Records for processing →

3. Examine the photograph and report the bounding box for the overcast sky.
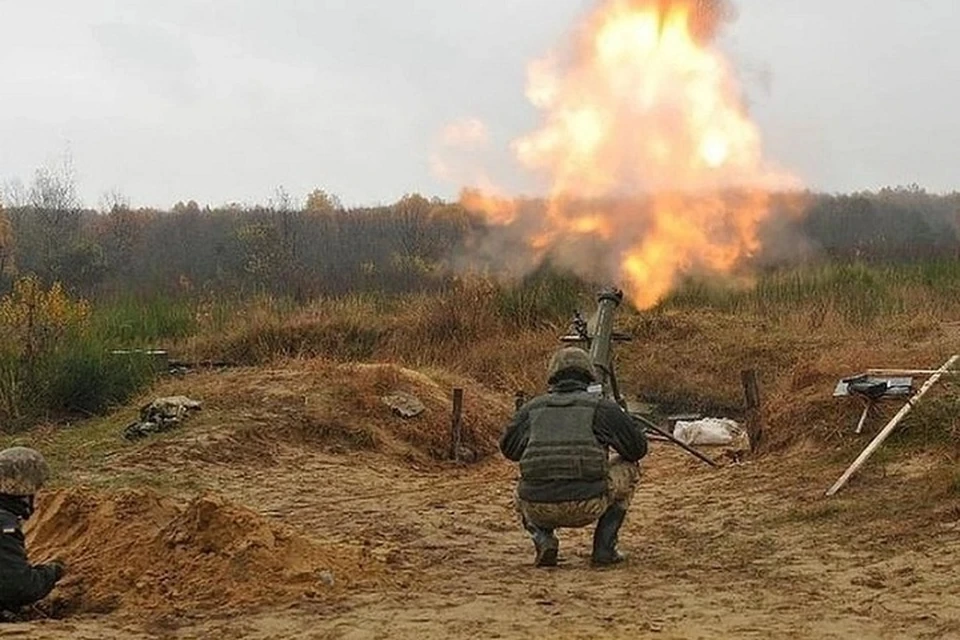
[0,0,960,207]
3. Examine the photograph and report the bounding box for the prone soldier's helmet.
[547,347,597,384]
[0,447,50,496]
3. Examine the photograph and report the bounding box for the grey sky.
[0,0,960,206]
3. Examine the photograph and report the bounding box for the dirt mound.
[124,360,512,464]
[27,489,382,615]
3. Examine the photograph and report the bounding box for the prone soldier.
[0,447,66,613]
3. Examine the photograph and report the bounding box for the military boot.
[591,505,627,566]
[523,521,560,567]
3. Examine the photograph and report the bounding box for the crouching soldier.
[0,447,65,613]
[500,347,647,567]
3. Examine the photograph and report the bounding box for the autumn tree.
[0,202,14,282]
[304,189,343,213]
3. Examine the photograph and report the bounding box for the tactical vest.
[520,393,607,482]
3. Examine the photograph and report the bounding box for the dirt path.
[9,438,960,639]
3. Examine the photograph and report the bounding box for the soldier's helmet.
[547,347,597,384]
[0,447,50,496]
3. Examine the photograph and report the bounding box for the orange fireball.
[464,0,792,307]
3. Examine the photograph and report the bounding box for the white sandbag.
[673,418,749,446]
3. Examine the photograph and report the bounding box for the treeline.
[0,180,960,300]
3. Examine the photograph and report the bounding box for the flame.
[463,0,793,308]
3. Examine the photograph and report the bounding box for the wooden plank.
[740,369,763,451]
[450,388,463,462]
[827,355,960,496]
[866,369,960,376]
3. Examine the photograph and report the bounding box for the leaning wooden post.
[450,389,463,462]
[740,369,763,451]
[827,355,960,496]
[513,389,527,411]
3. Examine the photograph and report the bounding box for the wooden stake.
[513,389,527,411]
[450,389,463,462]
[827,355,960,496]
[740,369,763,451]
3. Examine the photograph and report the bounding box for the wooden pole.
[450,388,463,462]
[827,355,960,496]
[513,389,527,411]
[740,369,763,451]
[867,369,960,376]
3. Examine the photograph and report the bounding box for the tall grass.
[661,260,960,327]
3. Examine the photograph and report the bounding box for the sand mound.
[27,489,382,615]
[125,360,512,464]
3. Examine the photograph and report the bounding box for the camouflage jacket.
[500,379,647,502]
[0,508,62,611]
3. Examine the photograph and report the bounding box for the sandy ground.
[0,436,960,639]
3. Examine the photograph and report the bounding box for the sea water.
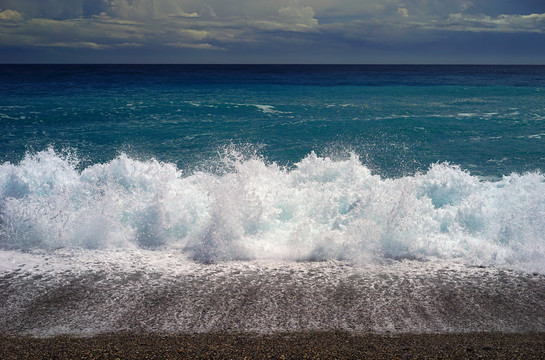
[0,65,545,335]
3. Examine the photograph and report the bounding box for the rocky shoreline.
[0,332,545,360]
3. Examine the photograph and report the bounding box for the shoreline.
[0,331,545,360]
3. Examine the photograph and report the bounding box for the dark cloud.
[0,0,545,63]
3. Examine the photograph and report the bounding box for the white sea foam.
[0,150,545,273]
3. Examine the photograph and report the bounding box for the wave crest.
[0,150,545,272]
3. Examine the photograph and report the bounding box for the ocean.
[0,65,545,336]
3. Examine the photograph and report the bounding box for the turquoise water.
[0,66,545,178]
[0,66,545,271]
[0,65,545,336]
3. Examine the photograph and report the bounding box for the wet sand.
[0,332,545,360]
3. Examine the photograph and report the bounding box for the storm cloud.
[0,0,545,63]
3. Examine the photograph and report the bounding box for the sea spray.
[0,149,545,272]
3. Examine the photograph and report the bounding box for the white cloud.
[278,0,318,27]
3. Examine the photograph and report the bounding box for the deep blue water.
[0,65,545,272]
[0,65,545,177]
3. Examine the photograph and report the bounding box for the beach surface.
[0,332,545,360]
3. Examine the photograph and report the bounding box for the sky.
[0,0,545,64]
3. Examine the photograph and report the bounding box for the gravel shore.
[0,332,545,360]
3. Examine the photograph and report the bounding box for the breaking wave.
[0,149,545,272]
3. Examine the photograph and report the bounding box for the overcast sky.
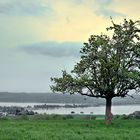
[0,0,140,92]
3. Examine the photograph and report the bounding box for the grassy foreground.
[0,115,140,140]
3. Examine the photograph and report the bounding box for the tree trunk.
[105,98,112,124]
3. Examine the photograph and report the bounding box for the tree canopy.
[51,19,140,123]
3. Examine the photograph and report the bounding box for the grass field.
[0,115,140,140]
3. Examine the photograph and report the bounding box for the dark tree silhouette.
[51,19,140,124]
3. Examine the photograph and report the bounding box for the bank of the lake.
[0,102,140,115]
[0,118,140,140]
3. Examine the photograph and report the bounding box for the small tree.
[51,19,140,124]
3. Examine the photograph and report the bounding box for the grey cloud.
[20,42,82,57]
[0,0,52,16]
[95,0,126,17]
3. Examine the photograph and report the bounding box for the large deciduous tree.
[51,19,140,124]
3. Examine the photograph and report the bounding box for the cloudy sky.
[0,0,140,92]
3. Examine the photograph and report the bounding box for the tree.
[51,19,140,124]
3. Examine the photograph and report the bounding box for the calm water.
[0,102,140,114]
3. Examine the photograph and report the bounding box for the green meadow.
[0,116,140,140]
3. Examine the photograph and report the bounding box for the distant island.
[0,92,140,106]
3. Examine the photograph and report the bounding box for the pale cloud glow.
[0,0,140,92]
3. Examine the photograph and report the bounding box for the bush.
[63,115,74,120]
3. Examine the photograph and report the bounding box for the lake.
[0,102,140,115]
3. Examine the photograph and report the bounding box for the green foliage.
[0,119,140,140]
[51,19,140,99]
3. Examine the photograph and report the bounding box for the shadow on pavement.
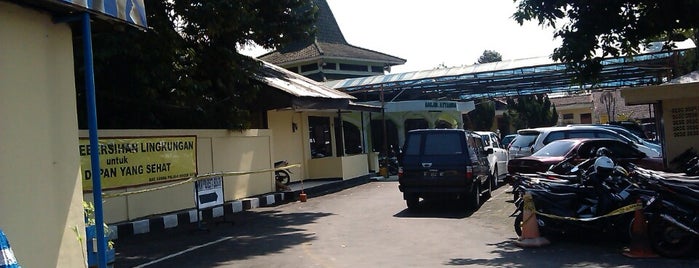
[115,210,332,267]
[393,199,475,219]
[445,234,699,267]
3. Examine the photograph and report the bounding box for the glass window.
[425,133,463,155]
[490,134,501,148]
[512,133,539,147]
[543,131,566,144]
[481,135,490,146]
[335,118,363,155]
[403,134,422,155]
[532,140,575,156]
[308,116,332,158]
[568,131,595,139]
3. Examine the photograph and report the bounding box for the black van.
[398,129,493,210]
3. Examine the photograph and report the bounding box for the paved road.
[116,181,699,267]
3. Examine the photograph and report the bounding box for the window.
[403,119,430,135]
[308,116,332,158]
[371,119,398,154]
[403,134,422,155]
[340,63,369,72]
[301,63,318,73]
[543,131,566,144]
[425,133,463,155]
[568,131,595,139]
[323,62,337,70]
[335,118,364,155]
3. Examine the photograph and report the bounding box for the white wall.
[0,1,85,267]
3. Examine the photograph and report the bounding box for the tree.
[600,90,616,121]
[503,94,558,129]
[468,99,495,130]
[513,0,699,82]
[75,0,317,129]
[476,49,502,64]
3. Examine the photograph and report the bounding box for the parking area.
[116,178,699,267]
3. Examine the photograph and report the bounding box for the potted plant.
[83,201,116,267]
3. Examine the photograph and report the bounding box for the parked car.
[509,126,661,160]
[607,121,648,139]
[398,129,493,209]
[476,131,509,187]
[501,134,517,149]
[568,124,663,156]
[507,138,664,174]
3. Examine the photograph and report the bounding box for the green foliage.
[75,0,317,129]
[468,99,495,130]
[476,50,502,64]
[83,201,114,249]
[503,94,558,129]
[513,0,699,82]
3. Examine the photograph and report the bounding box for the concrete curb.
[109,175,373,240]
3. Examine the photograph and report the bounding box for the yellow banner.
[78,136,197,191]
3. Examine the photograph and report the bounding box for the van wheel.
[491,165,498,189]
[483,176,494,200]
[468,181,481,210]
[405,194,420,210]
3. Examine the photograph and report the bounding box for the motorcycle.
[630,166,699,258]
[274,160,292,191]
[512,156,649,239]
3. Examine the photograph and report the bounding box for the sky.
[242,0,560,73]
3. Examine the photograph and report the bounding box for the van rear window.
[425,132,463,155]
[403,134,420,155]
[510,133,539,148]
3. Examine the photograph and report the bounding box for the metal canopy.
[326,39,695,101]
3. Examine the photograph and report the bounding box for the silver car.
[509,126,662,159]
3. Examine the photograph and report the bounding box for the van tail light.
[466,166,473,180]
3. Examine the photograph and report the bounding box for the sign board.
[378,100,476,114]
[194,176,223,209]
[78,136,197,190]
[55,0,148,27]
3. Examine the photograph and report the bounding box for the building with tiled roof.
[258,0,406,81]
[549,90,654,125]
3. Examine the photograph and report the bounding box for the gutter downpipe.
[82,12,107,268]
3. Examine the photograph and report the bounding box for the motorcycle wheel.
[514,213,524,236]
[274,170,291,184]
[648,216,696,258]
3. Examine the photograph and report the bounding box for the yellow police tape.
[102,164,301,199]
[523,194,643,221]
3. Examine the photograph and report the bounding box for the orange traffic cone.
[623,200,658,258]
[515,193,551,247]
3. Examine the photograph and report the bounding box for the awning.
[254,61,381,111]
[621,71,699,105]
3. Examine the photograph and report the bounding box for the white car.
[476,131,509,186]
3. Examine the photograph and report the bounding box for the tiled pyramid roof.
[258,0,405,65]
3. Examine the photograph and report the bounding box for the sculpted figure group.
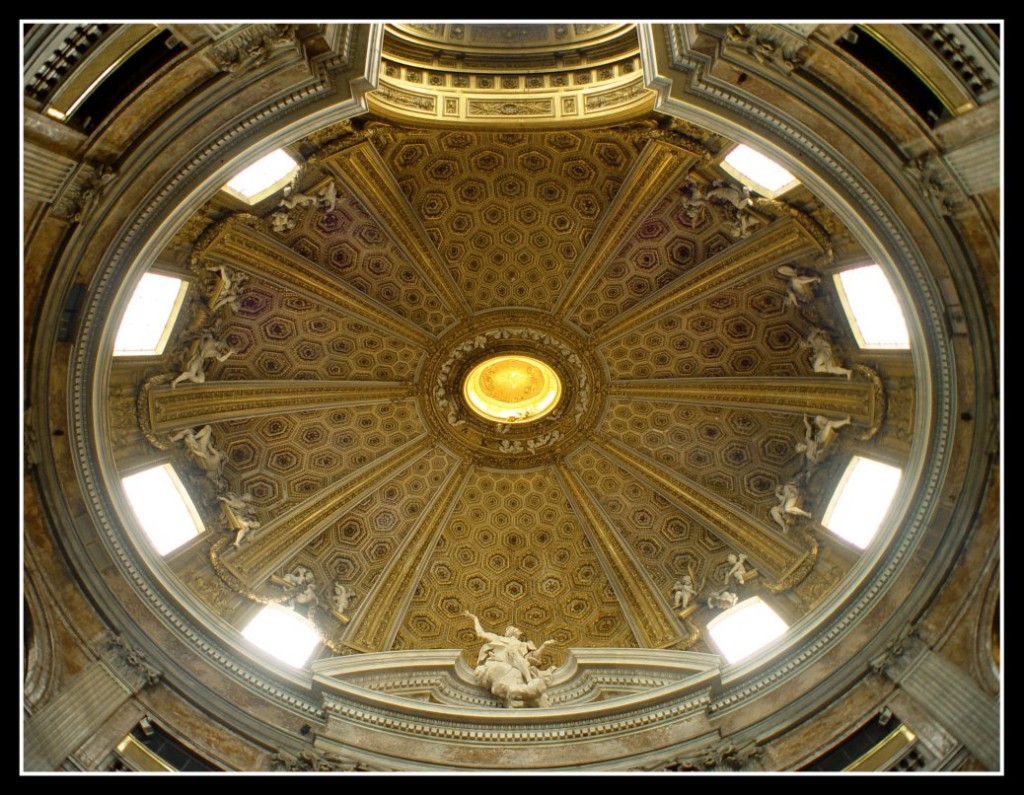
[463,611,554,707]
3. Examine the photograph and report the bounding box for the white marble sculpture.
[331,583,355,614]
[463,611,554,707]
[672,574,697,610]
[794,414,852,469]
[171,332,239,389]
[800,328,853,379]
[316,179,338,212]
[279,186,316,210]
[171,425,225,483]
[270,210,295,234]
[725,552,751,588]
[768,481,811,533]
[775,265,821,306]
[282,566,316,609]
[705,182,751,211]
[217,492,260,546]
[206,265,249,311]
[724,209,761,240]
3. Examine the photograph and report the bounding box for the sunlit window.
[722,143,800,199]
[708,596,788,663]
[821,456,901,549]
[836,264,910,348]
[224,150,299,204]
[114,274,188,357]
[121,464,203,555]
[242,604,319,668]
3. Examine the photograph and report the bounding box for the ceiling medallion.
[462,353,562,423]
[423,310,603,469]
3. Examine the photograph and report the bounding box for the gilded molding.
[197,216,433,347]
[225,434,429,586]
[552,139,697,317]
[596,216,820,345]
[324,141,470,321]
[140,379,416,432]
[555,461,683,648]
[607,376,884,427]
[591,436,808,581]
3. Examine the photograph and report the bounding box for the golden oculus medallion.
[462,354,562,423]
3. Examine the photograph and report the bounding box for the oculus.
[462,353,562,423]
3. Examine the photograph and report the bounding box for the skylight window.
[708,596,790,663]
[121,464,204,555]
[836,264,910,348]
[821,456,902,549]
[242,604,321,668]
[114,274,188,357]
[722,143,800,199]
[224,150,299,205]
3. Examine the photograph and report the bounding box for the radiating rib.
[221,433,430,588]
[607,376,877,425]
[594,216,821,345]
[197,217,433,347]
[146,380,416,433]
[552,140,697,318]
[555,461,683,648]
[343,460,470,652]
[324,141,469,320]
[592,437,809,581]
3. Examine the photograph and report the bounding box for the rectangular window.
[114,274,188,357]
[836,264,910,350]
[224,150,299,205]
[821,456,902,549]
[708,596,790,663]
[242,604,321,668]
[121,464,204,555]
[722,143,800,199]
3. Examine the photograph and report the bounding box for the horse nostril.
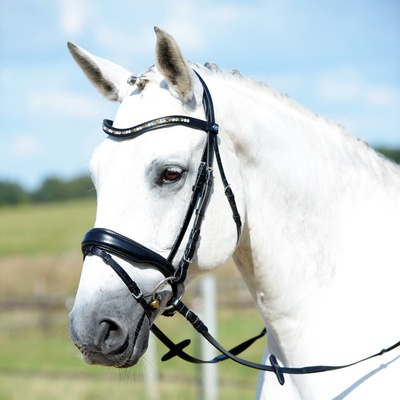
[95,320,129,354]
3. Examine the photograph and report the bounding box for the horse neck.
[213,72,400,354]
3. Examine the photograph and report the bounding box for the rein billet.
[82,71,400,385]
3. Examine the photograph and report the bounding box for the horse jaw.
[69,256,170,368]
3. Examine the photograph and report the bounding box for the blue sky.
[0,0,400,189]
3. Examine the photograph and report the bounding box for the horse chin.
[71,318,150,368]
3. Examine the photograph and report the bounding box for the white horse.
[69,28,400,400]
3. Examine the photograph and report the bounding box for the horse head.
[68,28,244,367]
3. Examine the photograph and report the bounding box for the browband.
[103,115,218,138]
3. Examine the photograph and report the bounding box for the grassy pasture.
[0,200,265,400]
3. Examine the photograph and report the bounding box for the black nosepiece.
[95,319,129,355]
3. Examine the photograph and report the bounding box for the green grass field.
[0,201,265,400]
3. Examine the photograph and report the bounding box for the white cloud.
[58,0,91,36]
[317,67,400,106]
[25,84,104,119]
[10,133,42,158]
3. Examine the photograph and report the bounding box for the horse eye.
[162,168,182,183]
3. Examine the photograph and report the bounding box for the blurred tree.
[0,182,30,206]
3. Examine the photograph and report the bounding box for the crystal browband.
[103,115,218,138]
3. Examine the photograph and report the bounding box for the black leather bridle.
[82,71,400,385]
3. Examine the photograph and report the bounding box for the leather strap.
[82,228,175,278]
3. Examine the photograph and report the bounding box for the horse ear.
[154,27,193,102]
[68,42,132,102]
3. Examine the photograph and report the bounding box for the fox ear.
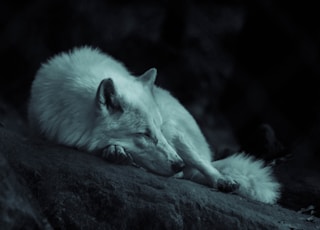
[138,68,157,87]
[96,78,123,113]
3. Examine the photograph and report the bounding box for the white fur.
[29,47,280,203]
[212,153,280,204]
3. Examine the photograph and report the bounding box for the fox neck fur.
[28,47,280,203]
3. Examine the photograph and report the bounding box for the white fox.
[28,47,280,203]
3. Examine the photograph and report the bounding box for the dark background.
[0,0,320,212]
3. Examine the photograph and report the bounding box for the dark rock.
[0,128,320,229]
[0,151,52,230]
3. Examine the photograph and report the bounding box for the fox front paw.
[217,178,240,193]
[102,145,133,164]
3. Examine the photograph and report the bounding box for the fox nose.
[171,161,185,173]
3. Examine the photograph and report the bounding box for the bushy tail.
[212,153,280,204]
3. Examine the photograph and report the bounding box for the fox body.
[29,47,280,203]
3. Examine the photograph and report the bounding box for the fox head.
[94,69,183,176]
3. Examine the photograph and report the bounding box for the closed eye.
[138,129,158,144]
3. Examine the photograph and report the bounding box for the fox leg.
[102,145,133,164]
[174,134,239,192]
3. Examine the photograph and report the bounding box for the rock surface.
[0,128,320,229]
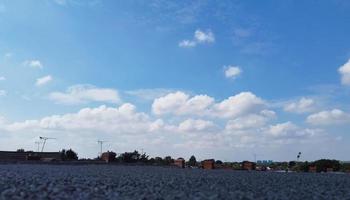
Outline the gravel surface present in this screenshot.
[0,165,350,200]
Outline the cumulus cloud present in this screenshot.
[306,109,350,125]
[338,59,350,85]
[226,110,276,131]
[224,65,242,79]
[152,91,265,118]
[152,91,214,115]
[23,60,44,69]
[0,103,334,160]
[179,29,215,48]
[179,119,215,132]
[35,75,52,86]
[284,97,315,113]
[125,88,175,100]
[264,122,322,139]
[179,40,197,48]
[0,90,7,97]
[194,29,215,43]
[212,92,266,118]
[49,85,121,105]
[54,0,67,6]
[7,103,151,134]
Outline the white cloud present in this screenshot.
[23,60,44,69]
[225,110,276,131]
[152,91,265,118]
[35,75,52,86]
[264,122,322,139]
[7,103,151,134]
[233,28,252,39]
[338,59,350,85]
[152,91,214,115]
[179,40,197,48]
[194,29,215,43]
[284,97,315,113]
[0,90,7,97]
[4,53,13,59]
[306,109,350,125]
[224,65,242,79]
[49,85,121,104]
[0,103,331,158]
[0,4,6,13]
[54,0,67,6]
[125,88,175,100]
[212,92,266,118]
[179,119,215,132]
[179,29,215,48]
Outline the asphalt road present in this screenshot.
[0,165,350,200]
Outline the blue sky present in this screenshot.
[0,0,350,160]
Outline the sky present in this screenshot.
[0,0,350,161]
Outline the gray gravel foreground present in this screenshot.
[0,164,350,200]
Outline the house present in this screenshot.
[309,166,317,173]
[242,161,256,170]
[174,158,185,168]
[0,151,62,162]
[202,159,215,169]
[101,151,117,163]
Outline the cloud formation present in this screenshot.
[23,60,44,69]
[306,109,350,125]
[283,97,315,113]
[35,75,52,86]
[338,59,350,85]
[224,65,242,79]
[49,85,121,105]
[179,29,215,48]
[0,90,7,97]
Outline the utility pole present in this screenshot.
[39,136,56,152]
[97,140,107,156]
[35,141,41,152]
[297,152,301,162]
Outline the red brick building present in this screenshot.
[242,161,256,170]
[202,159,215,169]
[101,151,117,163]
[174,158,185,168]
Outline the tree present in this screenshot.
[188,156,197,167]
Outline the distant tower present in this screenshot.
[297,152,301,162]
[97,140,107,156]
[39,136,56,152]
[35,141,41,152]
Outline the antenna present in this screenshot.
[39,136,56,152]
[34,141,41,152]
[297,152,301,162]
[97,140,107,156]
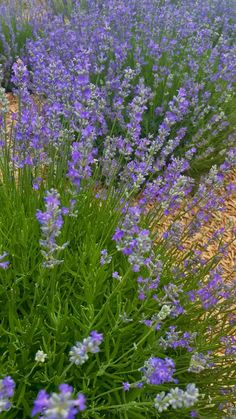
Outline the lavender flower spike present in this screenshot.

Task brief →
Extract every line of the material above that contains the word "soldier", and copy each such line in full.

Result for this task →
3. Examine the photograph and report the bounding box for the prone soldier's helmet.
3. Examine the photograph and report the bounding box for the prone soldier.
3. Examine the photograph and report the bounding box for the crouching soldier.
3. Examine the photograph and report the bounding box for the soldier's helmet.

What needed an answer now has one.